* _Задания_:
A – Переведите на английский язык предложение из фрагмента о философии смеха: «Здесь и берет начало многообразие видов смеха.»
B – Подхватите рассуждение о философии смеха и допишите его продолжение после последнего предложения фрагмента.

* _Фрагмент текста_:

##########

Смекни!
smekni.com

Философия смеха (стр. 5 из 8)

Много уже говорилось о зле, всякий раз призывая понимать его предельно широко. И все же, несмотря на оговорки и указания на разное, порой самое безобидное содержание этого понятия, оно все-таки способно исказить и “омрачить” общую картину. При желании элементы зла можно отыскать в чем угодно, включая сюда и само это желание. Но смешит нас далеко не все: вызвать смех способно лишь зло выразительное, правда, ставящее тут же и очередную преграду для смеховой оценки. Ведь выразительность предполагает силу, действенность, а они губительны для смеха, и если он не найдет для себя опоры, не сумеет защититься, то неминуемо погибнет. Тут-то и приходят на выручку всемогущие контекст и “эстетическая дистанция” (Э. Баллоу): всего лишь пересказ события, а не оно само, всего лишь воспоминание о факте, а не он сам, и вот уже бледнеет, сходит на нет былой страх или напряженность, и сквозь них просвечивает смешная сторона случившегося, только теперь и ставшая очевидной. Дистанция способна творить чудеса, она может придать эстетический оттенок чему угодно, вопрос лишь в том, с какого расстояния взглянуть на вещь: как сказал бы в таком случае Г.К.Честертон, можно шутить даже по поводу смерти, но все же у ложа умирающего…

Не зло само по себе смешит нас, а способ его подачи, динамический контекст его

“приютивший”. Прибавим к этому нашу готовность к смеху, меняющуюся от минуты к минуте, и общий абрис “смехотворной” – в прямом смысле слова – ситуации предстанет во всей своей причудливости. Здесь и берет начало многообразие видов смеха. Весь его арсенал, начиная от “мягкого юмора” и “доброй улыбки” и кончая “едким сарказмом” и “злой иронией”, окажется отражением, снимком с действительного многообразия вариантов подачи “выразительного” зла, уравновешенного или пересиленного ценностным антиподом – позитивом. Таков живой, полнокровный мир. Отсутствие же подобной коллизии даст нам скучный, серый “образ”, который не только не будет осмеян, но вообще вряд ли спровоцирует в нас какое-либо чувство: ведь не замечаем же мы, спеша на троллейбус, цвет асфальта под ногами…

Итак, “мера” зла, наличествующая в вещи, ее выразительность, и радость и изумление, явившиеся в момент обнаружения того, что зло недействительно, преодолимо, дают нам общий, крайне приблизительный чертеж запуска механизма смеха.

##########

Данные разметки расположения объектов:
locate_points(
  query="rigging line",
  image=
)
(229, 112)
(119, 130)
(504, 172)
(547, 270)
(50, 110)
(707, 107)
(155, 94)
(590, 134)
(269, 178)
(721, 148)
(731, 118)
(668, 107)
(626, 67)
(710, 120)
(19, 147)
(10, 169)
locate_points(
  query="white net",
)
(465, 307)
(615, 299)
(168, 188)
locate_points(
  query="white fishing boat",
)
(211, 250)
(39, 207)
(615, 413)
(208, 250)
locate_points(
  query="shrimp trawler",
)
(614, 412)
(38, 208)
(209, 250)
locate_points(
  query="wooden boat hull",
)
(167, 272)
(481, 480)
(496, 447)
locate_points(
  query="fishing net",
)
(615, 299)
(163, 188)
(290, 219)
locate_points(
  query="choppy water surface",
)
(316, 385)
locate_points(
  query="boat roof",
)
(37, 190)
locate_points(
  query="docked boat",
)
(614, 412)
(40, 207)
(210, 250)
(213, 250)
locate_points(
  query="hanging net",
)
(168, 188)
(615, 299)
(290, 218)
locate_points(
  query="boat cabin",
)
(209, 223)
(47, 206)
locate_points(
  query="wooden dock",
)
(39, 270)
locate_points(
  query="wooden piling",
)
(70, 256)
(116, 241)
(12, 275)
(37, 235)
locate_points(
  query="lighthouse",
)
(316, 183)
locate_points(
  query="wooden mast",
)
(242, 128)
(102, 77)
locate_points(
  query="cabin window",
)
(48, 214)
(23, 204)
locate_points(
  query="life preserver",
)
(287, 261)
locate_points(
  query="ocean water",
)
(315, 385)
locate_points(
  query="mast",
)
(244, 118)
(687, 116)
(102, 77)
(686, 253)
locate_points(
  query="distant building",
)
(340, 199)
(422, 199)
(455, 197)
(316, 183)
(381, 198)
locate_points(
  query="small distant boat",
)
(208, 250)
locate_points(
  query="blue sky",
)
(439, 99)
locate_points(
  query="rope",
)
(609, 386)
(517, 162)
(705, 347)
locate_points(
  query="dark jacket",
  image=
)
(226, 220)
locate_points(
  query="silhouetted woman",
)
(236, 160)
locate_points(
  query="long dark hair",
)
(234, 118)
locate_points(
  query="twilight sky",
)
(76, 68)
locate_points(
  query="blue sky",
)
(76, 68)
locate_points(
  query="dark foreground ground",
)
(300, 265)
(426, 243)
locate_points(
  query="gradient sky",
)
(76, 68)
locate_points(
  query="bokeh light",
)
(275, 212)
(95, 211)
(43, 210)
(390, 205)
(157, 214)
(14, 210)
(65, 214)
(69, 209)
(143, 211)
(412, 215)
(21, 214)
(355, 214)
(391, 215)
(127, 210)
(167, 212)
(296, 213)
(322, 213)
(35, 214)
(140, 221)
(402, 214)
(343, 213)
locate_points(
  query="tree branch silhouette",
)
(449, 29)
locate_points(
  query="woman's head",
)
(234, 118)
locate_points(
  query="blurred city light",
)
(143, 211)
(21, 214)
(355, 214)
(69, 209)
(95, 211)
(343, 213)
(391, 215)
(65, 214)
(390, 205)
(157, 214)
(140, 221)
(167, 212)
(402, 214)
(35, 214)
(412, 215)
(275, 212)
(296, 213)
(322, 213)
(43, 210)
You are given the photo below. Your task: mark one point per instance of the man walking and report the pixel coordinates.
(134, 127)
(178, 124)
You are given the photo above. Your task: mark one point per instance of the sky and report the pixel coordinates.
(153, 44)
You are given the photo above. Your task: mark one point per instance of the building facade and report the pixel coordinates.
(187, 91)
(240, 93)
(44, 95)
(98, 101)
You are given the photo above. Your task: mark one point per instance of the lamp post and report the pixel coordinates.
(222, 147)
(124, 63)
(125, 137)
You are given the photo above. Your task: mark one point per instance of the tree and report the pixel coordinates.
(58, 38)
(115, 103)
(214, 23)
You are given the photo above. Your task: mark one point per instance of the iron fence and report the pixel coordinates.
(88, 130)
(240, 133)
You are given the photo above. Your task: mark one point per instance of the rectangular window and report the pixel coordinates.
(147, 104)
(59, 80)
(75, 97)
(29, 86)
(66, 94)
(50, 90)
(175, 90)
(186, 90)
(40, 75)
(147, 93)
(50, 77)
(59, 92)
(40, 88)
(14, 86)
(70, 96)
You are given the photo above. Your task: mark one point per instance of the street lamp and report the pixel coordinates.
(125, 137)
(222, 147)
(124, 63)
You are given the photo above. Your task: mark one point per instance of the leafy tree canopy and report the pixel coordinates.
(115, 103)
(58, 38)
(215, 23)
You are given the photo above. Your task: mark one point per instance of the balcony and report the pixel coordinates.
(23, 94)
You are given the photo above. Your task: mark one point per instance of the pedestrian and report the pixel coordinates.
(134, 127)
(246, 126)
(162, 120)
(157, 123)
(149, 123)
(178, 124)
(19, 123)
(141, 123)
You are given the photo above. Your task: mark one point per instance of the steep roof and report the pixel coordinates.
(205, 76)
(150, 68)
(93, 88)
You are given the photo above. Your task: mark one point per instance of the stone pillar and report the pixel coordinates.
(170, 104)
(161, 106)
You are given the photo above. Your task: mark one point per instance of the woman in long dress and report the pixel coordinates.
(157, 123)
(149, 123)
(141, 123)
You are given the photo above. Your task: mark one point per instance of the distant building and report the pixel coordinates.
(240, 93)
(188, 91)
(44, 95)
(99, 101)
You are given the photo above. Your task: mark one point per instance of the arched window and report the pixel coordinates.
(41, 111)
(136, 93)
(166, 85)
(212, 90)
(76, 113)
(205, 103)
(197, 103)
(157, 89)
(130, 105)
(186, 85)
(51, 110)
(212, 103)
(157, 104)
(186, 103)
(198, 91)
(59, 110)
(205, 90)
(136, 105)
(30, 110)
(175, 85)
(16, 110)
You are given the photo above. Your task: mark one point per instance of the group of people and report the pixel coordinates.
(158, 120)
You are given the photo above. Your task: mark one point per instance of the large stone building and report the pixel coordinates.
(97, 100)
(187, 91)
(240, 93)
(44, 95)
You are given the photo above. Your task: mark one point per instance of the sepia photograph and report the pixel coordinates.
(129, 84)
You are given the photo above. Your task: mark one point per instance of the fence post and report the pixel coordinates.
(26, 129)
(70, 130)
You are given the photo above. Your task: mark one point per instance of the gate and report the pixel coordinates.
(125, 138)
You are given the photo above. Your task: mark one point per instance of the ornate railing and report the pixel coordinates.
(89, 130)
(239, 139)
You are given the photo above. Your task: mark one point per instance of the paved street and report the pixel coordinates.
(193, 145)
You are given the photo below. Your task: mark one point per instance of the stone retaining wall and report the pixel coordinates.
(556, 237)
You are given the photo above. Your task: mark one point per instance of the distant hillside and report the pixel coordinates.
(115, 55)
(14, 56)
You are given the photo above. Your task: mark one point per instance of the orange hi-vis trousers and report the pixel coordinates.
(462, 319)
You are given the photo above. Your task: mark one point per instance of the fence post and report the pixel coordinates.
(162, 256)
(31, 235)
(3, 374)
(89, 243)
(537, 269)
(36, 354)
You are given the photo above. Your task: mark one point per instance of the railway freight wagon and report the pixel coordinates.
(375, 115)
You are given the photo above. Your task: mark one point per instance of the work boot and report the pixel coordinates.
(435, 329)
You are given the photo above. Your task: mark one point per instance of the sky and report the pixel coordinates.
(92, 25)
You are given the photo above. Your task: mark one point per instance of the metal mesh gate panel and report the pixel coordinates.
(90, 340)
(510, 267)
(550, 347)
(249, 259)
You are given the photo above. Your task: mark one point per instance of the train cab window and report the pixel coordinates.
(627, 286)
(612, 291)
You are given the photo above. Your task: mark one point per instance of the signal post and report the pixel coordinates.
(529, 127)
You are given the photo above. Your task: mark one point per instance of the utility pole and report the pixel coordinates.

##########

* _Ответы_:
A – This is where the diversity of kinds of laughter originates.

B –
Кто-то способен рассмеяться перед лицом опасности, а кто-то будет смеяться, если эта опасность станет угрожать другому. Принцип смеха в обоих случаях один и тот же, хотя глубоко различным будет наше отношение к смеющимся. Но сам смех, если подходить к делу непредвзято, тут не повинен: микроскопом можно забивать гвозди, из чего не следует, что он предназначен именно для этого. Смех не может быть источником зла, хотя его постоянный и, главное, закономерный контакт с темным началом действительно может вызвать такую иллюзию. Смеющаяся над распятым Христом толпа кажется нам сегодня более жестокосердной, чем она была на самом деле: толпа не знала, кто и за что погибает на ее глазах; она смеялась над “обманщиком” и “самозванцем”, а не над Сыном Божьим, а потому ее смех был, может быть, грубым, варварским, но все же вполне человеческим.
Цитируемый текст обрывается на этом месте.